- _GIVEN DATA_

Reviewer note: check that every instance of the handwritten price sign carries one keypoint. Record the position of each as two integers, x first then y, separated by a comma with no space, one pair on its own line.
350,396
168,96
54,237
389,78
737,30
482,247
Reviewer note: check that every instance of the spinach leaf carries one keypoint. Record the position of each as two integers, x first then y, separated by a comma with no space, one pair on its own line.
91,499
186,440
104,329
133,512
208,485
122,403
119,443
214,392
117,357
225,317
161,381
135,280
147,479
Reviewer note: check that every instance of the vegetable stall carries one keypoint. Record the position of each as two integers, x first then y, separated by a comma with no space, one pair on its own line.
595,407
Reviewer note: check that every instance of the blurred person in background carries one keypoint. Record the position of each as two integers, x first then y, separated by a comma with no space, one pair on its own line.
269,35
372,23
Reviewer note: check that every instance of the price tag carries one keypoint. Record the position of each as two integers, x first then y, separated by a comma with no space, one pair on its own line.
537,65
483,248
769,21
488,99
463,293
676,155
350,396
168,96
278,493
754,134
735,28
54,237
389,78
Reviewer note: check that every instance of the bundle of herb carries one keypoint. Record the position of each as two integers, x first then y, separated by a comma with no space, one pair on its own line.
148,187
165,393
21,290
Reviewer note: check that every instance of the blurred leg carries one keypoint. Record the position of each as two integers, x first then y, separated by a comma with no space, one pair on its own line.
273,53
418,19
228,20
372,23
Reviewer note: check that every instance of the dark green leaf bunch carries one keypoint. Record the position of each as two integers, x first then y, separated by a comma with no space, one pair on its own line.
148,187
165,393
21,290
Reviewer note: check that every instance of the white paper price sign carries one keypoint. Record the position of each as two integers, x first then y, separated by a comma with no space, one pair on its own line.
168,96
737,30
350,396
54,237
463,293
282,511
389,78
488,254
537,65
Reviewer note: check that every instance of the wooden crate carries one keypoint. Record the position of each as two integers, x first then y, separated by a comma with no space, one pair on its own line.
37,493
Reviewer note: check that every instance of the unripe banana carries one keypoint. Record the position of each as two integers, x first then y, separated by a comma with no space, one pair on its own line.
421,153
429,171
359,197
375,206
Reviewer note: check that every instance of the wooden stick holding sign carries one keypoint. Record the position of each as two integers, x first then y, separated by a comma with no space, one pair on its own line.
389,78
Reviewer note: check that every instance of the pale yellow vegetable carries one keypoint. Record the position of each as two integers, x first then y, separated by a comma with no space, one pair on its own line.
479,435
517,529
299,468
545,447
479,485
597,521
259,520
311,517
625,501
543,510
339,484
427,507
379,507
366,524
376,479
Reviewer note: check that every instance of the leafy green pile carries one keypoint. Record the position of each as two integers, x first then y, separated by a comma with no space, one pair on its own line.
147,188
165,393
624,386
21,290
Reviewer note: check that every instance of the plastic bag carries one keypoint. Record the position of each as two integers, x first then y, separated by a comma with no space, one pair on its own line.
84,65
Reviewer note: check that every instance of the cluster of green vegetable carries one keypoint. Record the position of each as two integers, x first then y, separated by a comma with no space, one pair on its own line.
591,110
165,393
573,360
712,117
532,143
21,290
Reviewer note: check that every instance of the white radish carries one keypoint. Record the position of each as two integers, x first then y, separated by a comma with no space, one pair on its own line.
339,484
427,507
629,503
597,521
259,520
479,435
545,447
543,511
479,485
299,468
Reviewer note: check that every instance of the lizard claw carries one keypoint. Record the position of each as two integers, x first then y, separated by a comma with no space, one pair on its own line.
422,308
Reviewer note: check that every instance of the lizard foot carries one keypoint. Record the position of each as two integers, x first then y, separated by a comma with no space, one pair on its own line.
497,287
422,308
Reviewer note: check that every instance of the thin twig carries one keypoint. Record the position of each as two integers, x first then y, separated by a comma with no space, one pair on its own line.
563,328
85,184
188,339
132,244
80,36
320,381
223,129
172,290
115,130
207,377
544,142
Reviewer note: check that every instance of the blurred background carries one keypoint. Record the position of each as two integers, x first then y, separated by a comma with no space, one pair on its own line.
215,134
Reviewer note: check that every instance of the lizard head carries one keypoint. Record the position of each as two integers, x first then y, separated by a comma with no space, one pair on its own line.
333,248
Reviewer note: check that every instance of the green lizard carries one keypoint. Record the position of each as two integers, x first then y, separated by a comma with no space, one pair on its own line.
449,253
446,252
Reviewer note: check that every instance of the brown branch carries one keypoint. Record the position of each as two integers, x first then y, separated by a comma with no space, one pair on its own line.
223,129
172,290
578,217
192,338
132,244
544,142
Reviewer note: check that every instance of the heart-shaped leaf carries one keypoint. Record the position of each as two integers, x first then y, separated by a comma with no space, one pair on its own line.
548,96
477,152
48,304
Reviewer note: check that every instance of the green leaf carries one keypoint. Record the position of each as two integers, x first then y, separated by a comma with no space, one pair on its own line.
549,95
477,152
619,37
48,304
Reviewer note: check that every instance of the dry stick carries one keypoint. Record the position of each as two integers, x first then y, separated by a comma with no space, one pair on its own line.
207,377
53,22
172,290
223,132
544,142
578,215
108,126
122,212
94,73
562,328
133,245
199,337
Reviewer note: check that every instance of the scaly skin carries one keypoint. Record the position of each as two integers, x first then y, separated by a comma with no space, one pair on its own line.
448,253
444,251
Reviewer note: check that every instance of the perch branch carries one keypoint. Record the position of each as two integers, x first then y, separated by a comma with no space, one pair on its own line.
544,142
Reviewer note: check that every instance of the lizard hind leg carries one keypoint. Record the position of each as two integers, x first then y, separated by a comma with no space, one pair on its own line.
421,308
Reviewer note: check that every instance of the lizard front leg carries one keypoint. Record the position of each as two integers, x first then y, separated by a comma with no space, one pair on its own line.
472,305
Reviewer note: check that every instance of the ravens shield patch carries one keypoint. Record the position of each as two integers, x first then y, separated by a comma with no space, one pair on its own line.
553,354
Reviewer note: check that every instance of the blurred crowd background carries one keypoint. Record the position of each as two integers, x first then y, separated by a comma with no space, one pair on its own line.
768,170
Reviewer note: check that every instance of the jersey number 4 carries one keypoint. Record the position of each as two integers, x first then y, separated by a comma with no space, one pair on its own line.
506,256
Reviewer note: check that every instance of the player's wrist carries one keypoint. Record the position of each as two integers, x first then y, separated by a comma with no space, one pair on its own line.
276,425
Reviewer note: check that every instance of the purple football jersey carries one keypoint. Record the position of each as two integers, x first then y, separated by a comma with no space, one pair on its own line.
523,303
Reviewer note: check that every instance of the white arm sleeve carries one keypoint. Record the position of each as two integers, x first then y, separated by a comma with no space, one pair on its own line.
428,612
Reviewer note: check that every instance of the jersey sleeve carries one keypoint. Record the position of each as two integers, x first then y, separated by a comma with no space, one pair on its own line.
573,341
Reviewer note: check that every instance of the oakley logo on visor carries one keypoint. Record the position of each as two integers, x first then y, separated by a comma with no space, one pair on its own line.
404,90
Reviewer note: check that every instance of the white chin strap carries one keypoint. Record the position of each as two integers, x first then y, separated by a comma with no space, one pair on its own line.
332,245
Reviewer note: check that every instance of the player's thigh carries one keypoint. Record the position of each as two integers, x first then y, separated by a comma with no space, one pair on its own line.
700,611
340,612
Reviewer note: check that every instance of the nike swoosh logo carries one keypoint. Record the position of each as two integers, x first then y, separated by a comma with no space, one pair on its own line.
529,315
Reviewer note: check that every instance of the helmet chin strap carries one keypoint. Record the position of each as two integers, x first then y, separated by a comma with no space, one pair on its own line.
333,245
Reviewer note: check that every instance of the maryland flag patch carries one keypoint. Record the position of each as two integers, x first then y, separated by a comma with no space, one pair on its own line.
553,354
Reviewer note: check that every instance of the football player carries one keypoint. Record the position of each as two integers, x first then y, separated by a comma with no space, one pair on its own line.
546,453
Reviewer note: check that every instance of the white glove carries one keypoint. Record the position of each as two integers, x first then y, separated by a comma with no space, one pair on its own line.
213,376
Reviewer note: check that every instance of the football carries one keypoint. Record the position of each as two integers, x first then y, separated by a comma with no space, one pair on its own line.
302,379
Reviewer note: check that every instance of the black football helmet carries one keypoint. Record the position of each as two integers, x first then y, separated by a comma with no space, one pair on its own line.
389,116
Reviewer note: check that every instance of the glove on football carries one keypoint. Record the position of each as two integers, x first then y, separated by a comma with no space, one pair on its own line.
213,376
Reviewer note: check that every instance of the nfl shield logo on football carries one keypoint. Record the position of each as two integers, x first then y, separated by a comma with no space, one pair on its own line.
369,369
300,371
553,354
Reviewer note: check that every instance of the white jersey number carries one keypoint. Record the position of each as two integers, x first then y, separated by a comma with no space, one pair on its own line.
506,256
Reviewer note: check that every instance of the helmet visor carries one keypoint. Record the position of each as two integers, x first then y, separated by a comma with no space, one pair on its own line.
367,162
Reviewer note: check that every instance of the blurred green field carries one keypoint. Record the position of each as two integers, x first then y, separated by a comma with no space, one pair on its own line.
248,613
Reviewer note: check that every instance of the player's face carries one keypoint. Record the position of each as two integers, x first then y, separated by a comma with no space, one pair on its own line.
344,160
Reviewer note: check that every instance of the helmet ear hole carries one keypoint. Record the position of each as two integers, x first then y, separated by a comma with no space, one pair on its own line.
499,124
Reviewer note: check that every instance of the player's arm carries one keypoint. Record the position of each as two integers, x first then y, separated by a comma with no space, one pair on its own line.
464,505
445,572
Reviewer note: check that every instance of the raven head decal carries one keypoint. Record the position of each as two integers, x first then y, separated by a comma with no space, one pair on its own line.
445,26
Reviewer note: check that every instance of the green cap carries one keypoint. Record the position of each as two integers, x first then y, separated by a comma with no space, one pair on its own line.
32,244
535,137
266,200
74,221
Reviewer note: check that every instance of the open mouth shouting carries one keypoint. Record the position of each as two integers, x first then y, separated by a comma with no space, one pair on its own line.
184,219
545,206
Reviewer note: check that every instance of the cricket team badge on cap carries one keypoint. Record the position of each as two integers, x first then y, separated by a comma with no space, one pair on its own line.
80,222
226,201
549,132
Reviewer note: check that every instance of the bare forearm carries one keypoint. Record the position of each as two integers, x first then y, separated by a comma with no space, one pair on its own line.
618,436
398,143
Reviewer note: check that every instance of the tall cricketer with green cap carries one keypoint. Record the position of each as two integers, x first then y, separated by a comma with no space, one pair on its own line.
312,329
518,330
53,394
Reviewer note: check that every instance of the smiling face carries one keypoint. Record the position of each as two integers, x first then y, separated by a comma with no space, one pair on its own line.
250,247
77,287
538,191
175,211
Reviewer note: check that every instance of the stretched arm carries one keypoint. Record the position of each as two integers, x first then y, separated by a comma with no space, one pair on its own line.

- _WHAT THIS TASK INVOLVES_
Please rewrite the part of the records that opens with the line containing "Reviewer note: check that every instance of the open" and closes with the last line of the records, changing "keypoint" to "marker" and leaving everything else unchanged. Return only those lines.

- _THE RESPONSE_
Reviewer note: check that every instance of the open mouth shouting carries one marker. Record the position of each as two integers, x first then y, separated by a comma with no space, one pair on its own line.
184,219
545,206
Reviewer note: check that every instance of the cricket team badge on cap carries one marker. Record the position of each as two integers, x first then y, separated by a comma with no space, one pair on its own line.
80,222
226,201
549,132
Reviewer note: check that every instance of the bare forearm carries one marker. Record the position of each as two integers, x first then y, separated by a comma with no space, one pair on its own line.
618,436
398,143
Reviewer note: check that every instance of the tall cricketer with green cap carries one marker. Record the position of each as two integers, x first then y, separated by a comma with no space, one pair on its own line.
312,329
518,330
53,394
Reviewer note: check that every instance of the smiling face carries one marker. Record the position of each as two integers, x first then y, separated by a comma with no space, one pair on its own line.
250,247
77,287
538,191
175,211
Reviewer note: check that every instance of the stretched arm carries one marker. Record the position of each as two integers, x first then y, separated by a comma with no space, one pair on its own line.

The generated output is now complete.